═════ Dataset extract ═════

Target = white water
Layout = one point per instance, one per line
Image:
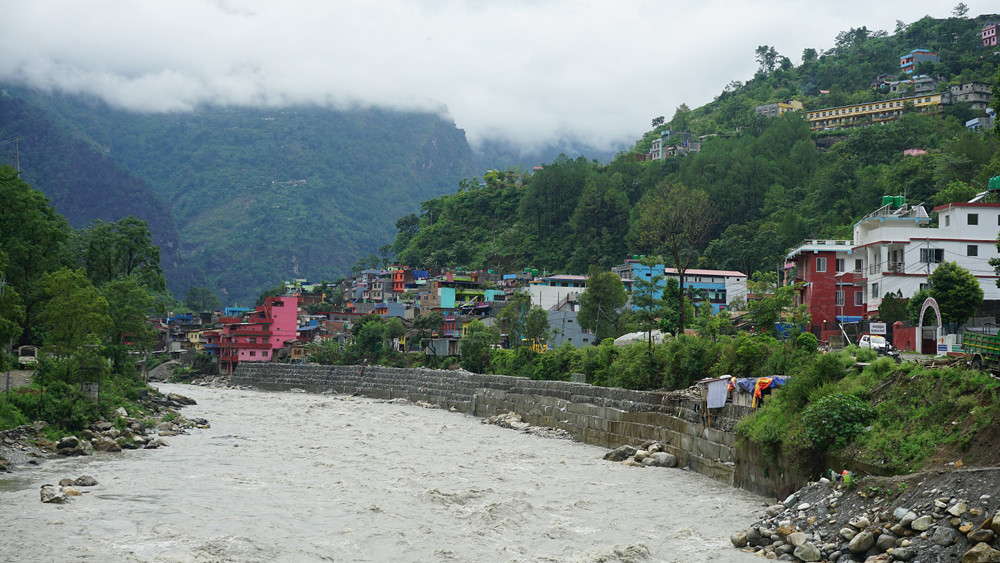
(300, 477)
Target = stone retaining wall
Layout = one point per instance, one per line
(602, 416)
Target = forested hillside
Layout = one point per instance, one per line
(769, 182)
(258, 195)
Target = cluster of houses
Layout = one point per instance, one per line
(921, 93)
(280, 328)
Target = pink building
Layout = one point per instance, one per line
(260, 334)
(989, 34)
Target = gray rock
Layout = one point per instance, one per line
(981, 535)
(885, 542)
(53, 495)
(661, 459)
(621, 453)
(797, 538)
(774, 509)
(85, 481)
(106, 445)
(808, 552)
(862, 542)
(981, 553)
(923, 523)
(944, 536)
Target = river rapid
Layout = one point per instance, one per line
(304, 477)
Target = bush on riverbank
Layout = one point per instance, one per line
(886, 416)
(55, 394)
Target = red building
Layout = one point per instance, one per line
(827, 270)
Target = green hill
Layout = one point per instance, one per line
(771, 182)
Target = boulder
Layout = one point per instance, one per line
(923, 523)
(68, 442)
(944, 536)
(981, 553)
(621, 453)
(981, 535)
(51, 494)
(180, 399)
(106, 445)
(85, 481)
(862, 542)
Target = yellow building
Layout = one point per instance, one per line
(874, 112)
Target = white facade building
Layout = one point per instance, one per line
(899, 248)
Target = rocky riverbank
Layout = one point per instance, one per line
(27, 445)
(951, 515)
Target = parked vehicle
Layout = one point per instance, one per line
(880, 345)
(982, 350)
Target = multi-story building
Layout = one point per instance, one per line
(258, 336)
(908, 62)
(874, 112)
(826, 270)
(989, 34)
(778, 108)
(899, 248)
(978, 95)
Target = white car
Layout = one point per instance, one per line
(874, 342)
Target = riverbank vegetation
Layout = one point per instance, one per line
(85, 294)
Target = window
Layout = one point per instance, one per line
(932, 255)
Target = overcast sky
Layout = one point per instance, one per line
(526, 71)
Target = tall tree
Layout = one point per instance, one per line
(74, 313)
(120, 249)
(956, 291)
(676, 221)
(600, 303)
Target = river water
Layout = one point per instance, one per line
(304, 477)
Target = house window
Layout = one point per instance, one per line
(932, 255)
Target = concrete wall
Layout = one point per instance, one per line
(602, 416)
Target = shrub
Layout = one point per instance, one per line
(836, 419)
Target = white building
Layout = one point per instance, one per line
(898, 248)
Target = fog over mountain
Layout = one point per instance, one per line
(526, 73)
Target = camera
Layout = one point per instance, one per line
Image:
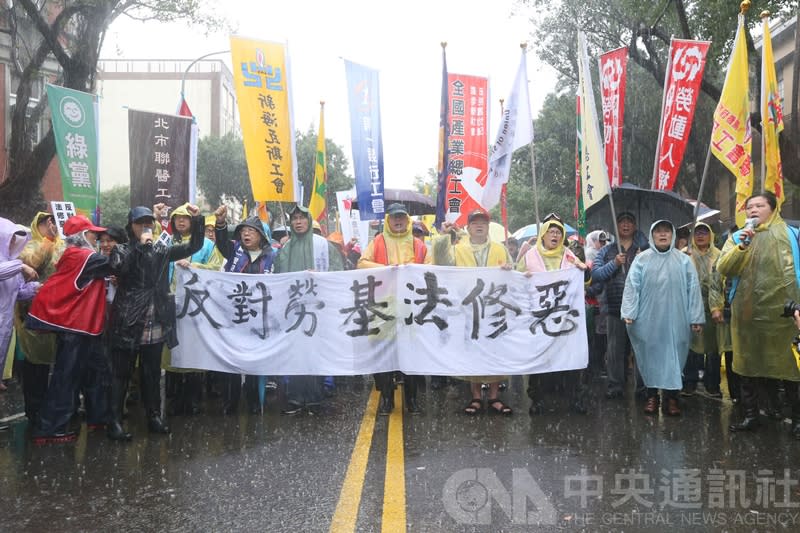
(789, 308)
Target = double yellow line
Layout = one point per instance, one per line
(394, 487)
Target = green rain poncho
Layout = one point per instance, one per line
(662, 297)
(764, 278)
(308, 251)
(704, 261)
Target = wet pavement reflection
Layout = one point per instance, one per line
(614, 469)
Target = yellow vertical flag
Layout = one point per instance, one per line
(731, 137)
(318, 203)
(594, 173)
(771, 119)
(261, 81)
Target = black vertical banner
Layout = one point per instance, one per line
(159, 147)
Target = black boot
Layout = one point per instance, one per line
(749, 403)
(114, 429)
(156, 424)
(410, 387)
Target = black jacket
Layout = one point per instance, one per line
(142, 274)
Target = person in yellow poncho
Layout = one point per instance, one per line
(395, 246)
(39, 348)
(476, 250)
(763, 263)
(549, 253)
(704, 349)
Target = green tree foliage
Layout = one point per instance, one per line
(338, 179)
(645, 29)
(64, 36)
(222, 170)
(114, 205)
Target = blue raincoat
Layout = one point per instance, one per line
(662, 296)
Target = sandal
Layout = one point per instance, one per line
(502, 409)
(474, 407)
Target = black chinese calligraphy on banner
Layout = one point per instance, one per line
(159, 148)
(416, 318)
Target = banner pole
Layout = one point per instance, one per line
(654, 181)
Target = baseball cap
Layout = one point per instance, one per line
(478, 213)
(78, 223)
(396, 209)
(140, 212)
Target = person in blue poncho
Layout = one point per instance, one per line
(662, 305)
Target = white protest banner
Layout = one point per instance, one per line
(416, 318)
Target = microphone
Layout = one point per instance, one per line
(750, 224)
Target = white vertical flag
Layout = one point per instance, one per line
(516, 131)
(594, 175)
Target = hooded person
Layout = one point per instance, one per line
(704, 353)
(72, 303)
(17, 281)
(396, 245)
(250, 252)
(609, 269)
(763, 266)
(305, 250)
(662, 305)
(184, 387)
(549, 253)
(143, 313)
(38, 348)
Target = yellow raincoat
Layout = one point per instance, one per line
(41, 254)
(766, 279)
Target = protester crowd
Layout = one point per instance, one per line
(89, 309)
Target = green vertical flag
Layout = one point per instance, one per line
(74, 117)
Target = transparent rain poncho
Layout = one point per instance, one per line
(705, 342)
(766, 279)
(662, 297)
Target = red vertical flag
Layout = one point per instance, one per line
(682, 87)
(613, 66)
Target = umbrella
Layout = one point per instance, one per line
(497, 232)
(526, 232)
(416, 203)
(645, 204)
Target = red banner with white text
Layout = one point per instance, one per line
(687, 62)
(468, 158)
(613, 66)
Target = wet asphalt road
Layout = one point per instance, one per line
(615, 469)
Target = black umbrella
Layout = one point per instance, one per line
(415, 202)
(645, 204)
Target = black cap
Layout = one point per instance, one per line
(116, 233)
(140, 212)
(396, 209)
(624, 215)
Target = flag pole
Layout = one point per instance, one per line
(762, 106)
(654, 181)
(504, 193)
(524, 47)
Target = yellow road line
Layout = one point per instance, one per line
(346, 514)
(394, 485)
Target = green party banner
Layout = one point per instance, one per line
(74, 116)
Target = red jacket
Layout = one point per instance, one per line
(63, 305)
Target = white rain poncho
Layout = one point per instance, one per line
(662, 297)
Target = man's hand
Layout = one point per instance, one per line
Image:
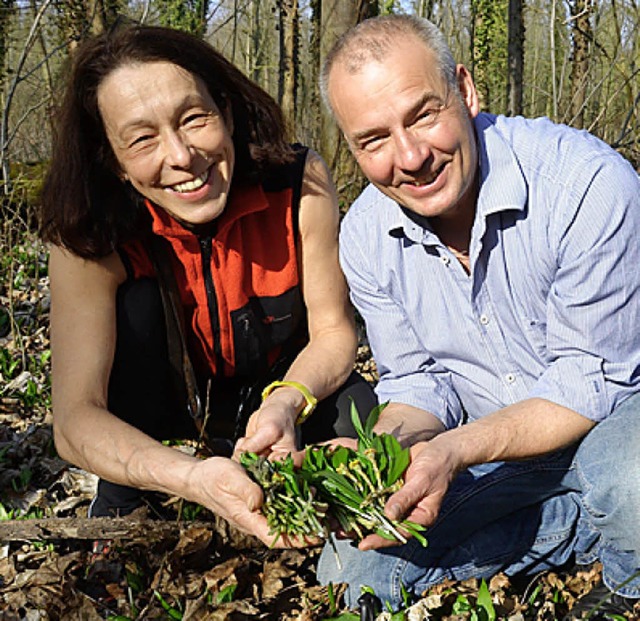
(224, 487)
(426, 482)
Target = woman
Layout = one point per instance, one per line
(193, 267)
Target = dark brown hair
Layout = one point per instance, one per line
(85, 206)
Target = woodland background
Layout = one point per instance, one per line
(575, 61)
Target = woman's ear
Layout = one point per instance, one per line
(227, 114)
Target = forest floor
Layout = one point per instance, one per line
(191, 566)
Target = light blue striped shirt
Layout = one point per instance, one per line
(551, 308)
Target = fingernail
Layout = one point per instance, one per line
(395, 512)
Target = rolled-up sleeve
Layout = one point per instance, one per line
(593, 308)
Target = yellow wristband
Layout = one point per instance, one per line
(306, 393)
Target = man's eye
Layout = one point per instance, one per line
(428, 116)
(371, 144)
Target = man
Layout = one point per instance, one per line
(495, 263)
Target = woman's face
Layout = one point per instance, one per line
(170, 139)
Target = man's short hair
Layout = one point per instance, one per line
(372, 39)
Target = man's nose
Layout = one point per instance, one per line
(411, 151)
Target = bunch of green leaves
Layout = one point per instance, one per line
(356, 483)
(337, 484)
(290, 505)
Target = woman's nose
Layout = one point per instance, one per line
(178, 151)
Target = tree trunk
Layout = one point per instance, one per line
(581, 37)
(515, 60)
(337, 16)
(289, 54)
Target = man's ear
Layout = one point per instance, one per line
(468, 91)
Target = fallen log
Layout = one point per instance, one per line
(126, 528)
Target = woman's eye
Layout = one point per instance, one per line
(141, 140)
(196, 118)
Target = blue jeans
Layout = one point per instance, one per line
(580, 504)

═════

## Request
Each record should be quoted exactly, with the images omitted.

## Reply
Target = white water
Layout = one point per instance, one per line
Image:
(300, 477)
Target = stone retaining wall
Layout = one point per instance, one per line
(602, 416)
Target = forested hillside
Layout = one point per instance, one per line
(769, 182)
(258, 195)
Target = cluster of houses
Layout = one point per instance, one per line
(921, 93)
(280, 328)
Target = pink building
Layout = one point per instance, one per line
(260, 334)
(989, 34)
Target = gray rock
Layout = one point per instance, one per line
(981, 535)
(885, 542)
(53, 495)
(661, 459)
(621, 453)
(797, 538)
(774, 509)
(85, 481)
(106, 445)
(808, 552)
(862, 542)
(981, 553)
(923, 523)
(944, 536)
Target = river rapid
Layout = one point per instance, one per line
(304, 477)
Target = bush on riverbank
Layout = one point per instance, one per line
(886, 416)
(55, 394)
Target = red building
Layout = one point per instance, one per line
(827, 270)
Target = green hill
Layout = one point per instance, one per line
(771, 182)
Target = boulder
Layout = one point per instance, one per line
(923, 523)
(68, 442)
(944, 536)
(981, 553)
(621, 453)
(981, 535)
(51, 494)
(180, 399)
(106, 445)
(85, 481)
(862, 542)
Target = yellow building
Layout = one point per instance, one per line
(874, 112)
Target = white facade building
Layout = one point per instance, one per line
(899, 248)
Target = rocky riverbank
Layout = one point per instance, one per line
(27, 445)
(951, 515)
Target = parked vehicle
Layout = one point per instance, one per line
(880, 345)
(982, 350)
Target = multi-story building
Layout = one point per instance, one per line
(258, 336)
(908, 62)
(874, 112)
(826, 270)
(989, 34)
(778, 108)
(899, 248)
(978, 95)
Target = white car
Layout = one point per instance, one per line
(874, 342)
Target = riverbank vegetation
Layout = one point per instance, one per line
(85, 294)
Target = window
Layout = one point per instance, one per line
(932, 255)
Target = overcast sky
Layout = one point per instance, one per line
(526, 71)
Target = tall tree
Layout = one point per instance, one per line
(74, 313)
(120, 249)
(956, 291)
(676, 221)
(600, 303)
Target = river water
Layout = one point per instance, one per line
(304, 477)
Target = house window
Layout = one point per instance, one per line
(932, 255)
Target = concrete wall
Layout = one point per instance, one per line
(602, 416)
Target = shrub
Layout = one point per instance, one per line
(836, 419)
Target = white building
Layout = one point per instance, one per line
(898, 248)
Target = fog over mountain
Layout = one point per instance, one per line
(526, 73)
Target = camera
Layout = one point per instance, one per line
Image:
(789, 308)
Target = double yellow line
Layout = one point per instance, one per line
(394, 487)
Target = green rain poncho
Layout = one point per instance, one per line
(662, 297)
(764, 278)
(308, 251)
(704, 261)
Target = wet pavement reflection
Layout = one point per instance, one per line
(614, 469)
Target = yellow vertical flag
Layout = one point per instance, one per line
(731, 137)
(318, 203)
(594, 173)
(771, 119)
(261, 81)
Target = black vertical banner
Layout = one point per instance, one per line
(159, 147)
Target = black boot
Layout = one point per instance, one per line
(749, 403)
(114, 429)
(156, 424)
(410, 387)
Target = black jacket
Layout = one point per instance, one per line
(142, 274)
Target = person in yellow poncho
Layout = one point per instance, one per line
(395, 246)
(39, 348)
(476, 250)
(763, 263)
(549, 253)
(704, 349)
Target = green tree foliage
Layout = one point per instance, one per line
(338, 179)
(645, 29)
(64, 36)
(222, 170)
(114, 205)
Target = blue raincoat
Layout = one point per instance, one per line
(662, 296)
Target = sandal
Layout = one point per instance, one per line
(502, 409)
(474, 407)
Target = black chinese calligraphy on banner
Layout = one point per instance, one per line
(159, 148)
(416, 318)
Target = banner pole
Layout = one point per instance, one per line
(654, 181)
Target = baseball cap
Layout = one point per instance, one per line
(478, 213)
(78, 223)
(396, 209)
(140, 212)
Target = person in blue poncho
Layout = one point per instance, one per line
(662, 305)
Target = white protest banner
Layout = one point per instance, one per line
(416, 318)
Target = microphone
Layout = one point per instance, one per line
(750, 224)
Target = white vertical flag
Layout = one point per instance, one per line
(516, 131)
(594, 175)
Target = hooded person
Layout = one point per instance, one per line
(704, 353)
(72, 303)
(17, 281)
(396, 245)
(250, 252)
(609, 269)
(763, 266)
(305, 250)
(662, 305)
(184, 387)
(549, 253)
(143, 313)
(38, 348)
Target = yellow raincoat
Layout = one point per instance, one per line
(41, 254)
(766, 279)
Target = protester crowd
Layout = one point per instance, one per line
(89, 309)
Target = green vertical flag
Layout = one point per instance, one per line
(74, 117)
Target = transparent rain poncho
Layout = one point per instance, one per line
(705, 342)
(766, 279)
(662, 297)
Target = red vertical flag
Layout = one point per instance, one per line
(682, 87)
(613, 66)
Target = umbrella
Layout = one point per instance, one per line
(497, 232)
(526, 232)
(416, 203)
(645, 204)
Target = red banner with white text
Layout = one point per instance, one per line
(687, 62)
(468, 158)
(613, 66)
Target = wet asphalt road
Layout = one point per instance, one per line
(615, 469)
Target = black umbrella
Layout = one point per instance, one per line
(415, 202)
(645, 204)
Target = black cap
Layout = one point per instance, one per line
(116, 233)
(140, 212)
(396, 209)
(624, 215)
Target = flag pole
Layout = one point per instance, one per line
(762, 106)
(654, 181)
(504, 193)
(524, 47)
Target = yellow road line
Layout = one point per instance, one per line
(346, 514)
(394, 485)
Target = green party banner
Layout = one point per instance, one per line
(74, 116)
Target = red jacket
Layout = one point per instance, one per line
(63, 305)
Target = white rain poncho
Layout = one point per instance, one per line
(662, 297)
Target = man's hand
Layout = one point per instance, one per line
Image:
(224, 487)
(426, 482)
Target = woman
Layout = one point per instance, one per line
(193, 267)
Target = dark brown hair
Layout = one point per instance, one per line
(85, 206)
Target = woodland background
Layout = one point per instance, one per line
(575, 61)
Target = woman's ear
Layout = one point per instance, one per line
(227, 114)
Target = forest floor
Layout = one point per instance, one per line
(191, 566)
Target = light blue striped shirt
Layout = one point per instance, one per line
(551, 308)
Target = fingernail
Layout = one point per instance, one per line
(395, 512)
Target = rolled-up sleeve
Layout = one point per instance, one per line
(593, 308)
Target = yellow wristband
Layout = one point per instance, one per line
(306, 393)
Target = man's eye
Layout = one point per instance, one per line
(428, 116)
(371, 144)
Target = man
Layout = one point per instance, one per line
(495, 263)
Target = woman's face
Layout = one point per instance, one per line
(170, 139)
Target = man's short hair
Layout = one point per instance, one per line
(372, 39)
Target = man's nose
Layout = one point per instance, one per line
(411, 151)
Target = bunch of green leaves
Layout = one point per instance, one per line
(356, 483)
(337, 484)
(290, 505)
Target = woman's nose
Layout = one point per instance, one per line
(178, 151)
Target = tree trunk
Layout = one point per instance, one per line
(581, 37)
(515, 60)
(337, 16)
(289, 54)
Target = man's ear
Layout = one point per instance, one per line
(468, 91)
Target = fallen log
Layout = one point per instance, one per line
(126, 528)
Target = woman's eye
Layout = one point per instance, one per line
(141, 140)
(196, 118)
Target = blue jeans
Layout = one point per instance, one per line
(580, 504)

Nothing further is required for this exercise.